* Stated problem:
Gather every line from the listing below that contains the word "bounding".

-------

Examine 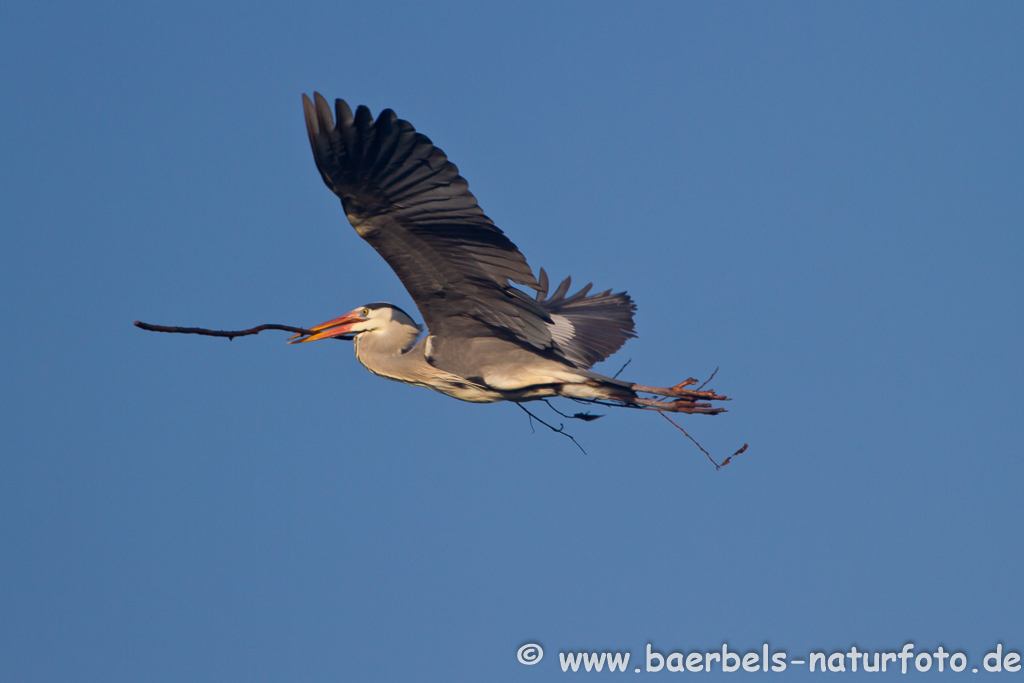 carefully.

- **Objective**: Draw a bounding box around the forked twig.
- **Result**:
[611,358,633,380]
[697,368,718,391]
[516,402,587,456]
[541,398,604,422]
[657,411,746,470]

-------

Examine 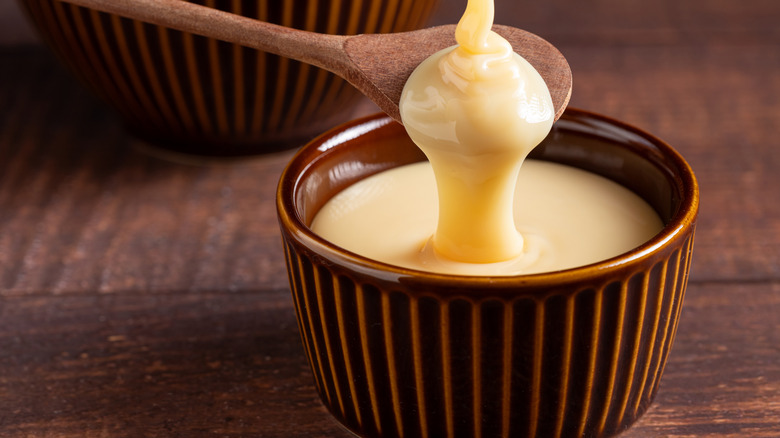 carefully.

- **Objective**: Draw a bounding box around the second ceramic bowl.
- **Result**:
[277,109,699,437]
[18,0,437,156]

-------

* Output for this exercise:
- **Objective**: Draw a bounding box around the forked twig.
- **Objective**: Draw a bounding box around the second ceramic bowl.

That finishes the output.